RECORD EXTRACTS Block Start
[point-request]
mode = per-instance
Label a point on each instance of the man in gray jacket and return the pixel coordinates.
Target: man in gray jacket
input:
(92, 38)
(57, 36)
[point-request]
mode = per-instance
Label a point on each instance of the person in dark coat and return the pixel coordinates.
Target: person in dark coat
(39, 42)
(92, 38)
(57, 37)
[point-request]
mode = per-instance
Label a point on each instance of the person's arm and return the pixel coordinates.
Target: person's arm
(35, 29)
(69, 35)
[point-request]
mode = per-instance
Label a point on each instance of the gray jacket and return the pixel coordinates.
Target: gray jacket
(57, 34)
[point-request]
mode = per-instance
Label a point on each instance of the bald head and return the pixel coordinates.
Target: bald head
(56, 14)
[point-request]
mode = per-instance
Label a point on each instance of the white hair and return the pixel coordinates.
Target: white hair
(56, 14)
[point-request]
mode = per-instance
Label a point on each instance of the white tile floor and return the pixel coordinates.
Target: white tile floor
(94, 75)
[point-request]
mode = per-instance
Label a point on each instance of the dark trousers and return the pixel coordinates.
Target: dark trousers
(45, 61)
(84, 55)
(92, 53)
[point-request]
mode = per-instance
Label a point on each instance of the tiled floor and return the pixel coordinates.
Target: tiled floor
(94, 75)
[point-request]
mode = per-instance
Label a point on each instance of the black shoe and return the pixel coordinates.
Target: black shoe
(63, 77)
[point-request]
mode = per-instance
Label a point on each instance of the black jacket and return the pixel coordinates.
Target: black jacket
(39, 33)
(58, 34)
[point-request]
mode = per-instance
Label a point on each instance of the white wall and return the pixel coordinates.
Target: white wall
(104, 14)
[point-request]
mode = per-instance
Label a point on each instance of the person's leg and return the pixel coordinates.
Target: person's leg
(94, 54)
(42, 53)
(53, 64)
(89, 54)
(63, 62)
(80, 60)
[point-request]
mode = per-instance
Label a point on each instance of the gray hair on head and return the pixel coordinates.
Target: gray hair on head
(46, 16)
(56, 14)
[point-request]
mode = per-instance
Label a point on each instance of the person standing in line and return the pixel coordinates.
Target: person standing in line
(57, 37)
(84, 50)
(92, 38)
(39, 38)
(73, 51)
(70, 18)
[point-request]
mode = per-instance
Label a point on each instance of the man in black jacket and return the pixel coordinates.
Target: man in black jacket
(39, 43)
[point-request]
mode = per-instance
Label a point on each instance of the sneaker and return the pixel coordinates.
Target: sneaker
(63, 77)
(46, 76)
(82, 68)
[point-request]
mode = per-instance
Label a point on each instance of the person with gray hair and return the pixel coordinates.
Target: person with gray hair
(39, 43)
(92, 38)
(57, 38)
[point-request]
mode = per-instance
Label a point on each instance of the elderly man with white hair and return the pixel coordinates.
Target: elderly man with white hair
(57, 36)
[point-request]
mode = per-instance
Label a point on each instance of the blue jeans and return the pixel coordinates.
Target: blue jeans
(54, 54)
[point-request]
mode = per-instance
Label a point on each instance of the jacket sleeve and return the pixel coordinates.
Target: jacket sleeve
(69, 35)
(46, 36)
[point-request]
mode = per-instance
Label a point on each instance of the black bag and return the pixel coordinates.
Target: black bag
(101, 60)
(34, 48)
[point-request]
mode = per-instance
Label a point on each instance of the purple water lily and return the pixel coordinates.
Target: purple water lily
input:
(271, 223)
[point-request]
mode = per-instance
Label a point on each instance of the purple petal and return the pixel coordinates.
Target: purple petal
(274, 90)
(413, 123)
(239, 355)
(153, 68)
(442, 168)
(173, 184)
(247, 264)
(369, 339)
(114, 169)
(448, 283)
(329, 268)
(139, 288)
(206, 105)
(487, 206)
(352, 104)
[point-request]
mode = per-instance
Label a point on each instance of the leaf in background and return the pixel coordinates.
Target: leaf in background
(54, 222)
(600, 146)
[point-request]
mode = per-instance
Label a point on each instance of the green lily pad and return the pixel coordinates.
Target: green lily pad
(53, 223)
RECORD EXTRACTS Block End
**TASK STATEMENT:** Look above for the line holding "Target: white hair". Print it and every line after it, exactly, through the line holding "Label a point on each instance of the man in black".

**OUTPUT BELOW:**
Target: white hair
(56, 14)
[point-request]
mode = per-instance
Label a point on each instance of the white tile floor and return the pixel coordinates.
Target: white tile floor
(94, 75)
[point-request]
mode = per-instance
Label a point on each instance of the dark trousers and return the pixel coordinates.
Target: dark trousers
(45, 61)
(84, 55)
(92, 53)
[point-request]
mode = per-instance
Label a point on each instance of the tiled floor and return the pixel coordinates.
Target: tiled floor
(94, 75)
[point-request]
mode = per-instance
Label a point on each instance of the black shoe and return the pixel coordinates.
Target: black shoe
(63, 77)
[point-request]
mode = per-instance
Label a point on each instance of the black jacket and return the pixel coordinates.
Target: black jacket
(39, 33)
(58, 34)
[point-request]
mode = per-instance
Label a point on each instance of the white wall and return the pixel coordinates.
Target: white wall
(104, 14)
[point-request]
mode = per-instance
Label a point on each instance of the person's leg and return the pixel coordinates.
Target: person's leg
(94, 54)
(42, 53)
(53, 64)
(89, 54)
(63, 62)
(80, 60)
[point-request]
mode = per-instance
Label a point on each instance of the gray hair on head and return the pixel coordinates.
Target: gray hair on head
(46, 16)
(56, 14)
[point-request]
mode = per-instance
Label a point on each instance of the person standing in line and return the pixel coordinates.
Target: person standing in line
(57, 37)
(84, 50)
(92, 38)
(39, 38)
(73, 51)
(70, 18)
[point-request]
mode = per-instance
Label a point on each instance of the man in black jacket and return the pixel coordinates.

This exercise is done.